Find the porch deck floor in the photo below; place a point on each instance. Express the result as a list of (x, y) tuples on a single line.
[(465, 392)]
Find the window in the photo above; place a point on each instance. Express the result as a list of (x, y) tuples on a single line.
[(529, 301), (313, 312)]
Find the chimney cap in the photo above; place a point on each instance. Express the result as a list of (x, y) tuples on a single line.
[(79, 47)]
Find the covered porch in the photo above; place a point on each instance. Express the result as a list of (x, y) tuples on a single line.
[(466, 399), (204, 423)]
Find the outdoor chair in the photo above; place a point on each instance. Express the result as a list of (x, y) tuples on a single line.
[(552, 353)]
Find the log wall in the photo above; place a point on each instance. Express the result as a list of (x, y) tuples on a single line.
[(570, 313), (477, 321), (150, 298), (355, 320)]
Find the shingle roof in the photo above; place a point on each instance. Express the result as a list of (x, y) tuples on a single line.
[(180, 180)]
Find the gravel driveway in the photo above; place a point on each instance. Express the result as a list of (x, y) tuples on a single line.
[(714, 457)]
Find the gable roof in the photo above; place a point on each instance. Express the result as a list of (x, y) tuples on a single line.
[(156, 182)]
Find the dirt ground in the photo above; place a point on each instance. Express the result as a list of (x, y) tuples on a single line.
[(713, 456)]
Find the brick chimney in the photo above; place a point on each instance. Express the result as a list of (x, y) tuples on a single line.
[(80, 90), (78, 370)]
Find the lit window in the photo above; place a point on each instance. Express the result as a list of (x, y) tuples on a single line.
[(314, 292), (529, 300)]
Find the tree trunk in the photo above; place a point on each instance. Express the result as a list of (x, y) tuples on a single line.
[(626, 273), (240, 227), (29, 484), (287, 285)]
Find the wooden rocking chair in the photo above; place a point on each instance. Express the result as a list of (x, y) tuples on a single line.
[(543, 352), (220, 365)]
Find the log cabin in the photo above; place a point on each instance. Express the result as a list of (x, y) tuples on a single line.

## DIRECTIONS
So that nothing is lost, return the listing exactly and completely.

## EXERCISE SOLUTION
Find the porch deck floor in the photo below; place a point on each instance. Express the result as a list of (x, y) tuples on a single line.
[(465, 392)]
Find the window in the photo above; place a point on each instance. Express the result as a list of (x, y) tuples on a single line.
[(529, 301), (313, 312)]
Find the chimney cap in the photo above; place a point on each instance. Express the result as a list of (x, y) tuples on a single line.
[(79, 47)]
Find the covered porch in the photo above; place a point on each instance. Express the result as a list of (x, y) tuples on a single line.
[(466, 399), (204, 423)]
Find the outdoor chair in the photo above; place a point on each instance. Express the result as a list of (x, y) tuples on a single line.
[(552, 353)]
Find the log wall in the photo above; place a point on each instance. Express the result as a list of (x, y) tuples on a single line.
[(570, 313), (477, 321), (150, 298), (355, 320)]
Find the shingle roof in the photo above; place a point on each instance. Express the result as a list of (x, y) tuples on a single line.
[(180, 180)]
Find the gravel driveway in the photo above; place a point on each instance. Express the result as a list of (x, y) tuples on a single line.
[(714, 457)]
Find the gable roof in the photo above; place a point on each instance. Express the result as a list of (x, y) tuples on a single line.
[(156, 182)]
Find the dirt ground in the photo above; place a point on each instance. Express the result as a list of (x, y) tuples on a single line.
[(713, 456)]
Find the brick chimney in the photo above; place a point on each instance. Express the result as a list of (x, y) tuples on a single line.
[(80, 90), (78, 370)]
Find the lit window in the photo above; place a point on each instance. Express the result as a list of (x, y) tuples on a single line.
[(314, 292), (529, 300)]
Find the tree trunk in the photo above; place a point on each instance. Express the result as a list of (x, y) tuples on a single line.
[(626, 273), (240, 227), (29, 484), (287, 285)]
Find the wooden rocking chair in the photo above; place a point on each instance. Express the result as a list of (x, y) tuples on a single line.
[(543, 352), (220, 365)]
Find the log cabin in the photo above; place a point on each instance. Express the result as a list of (x, y) tuples on a single line.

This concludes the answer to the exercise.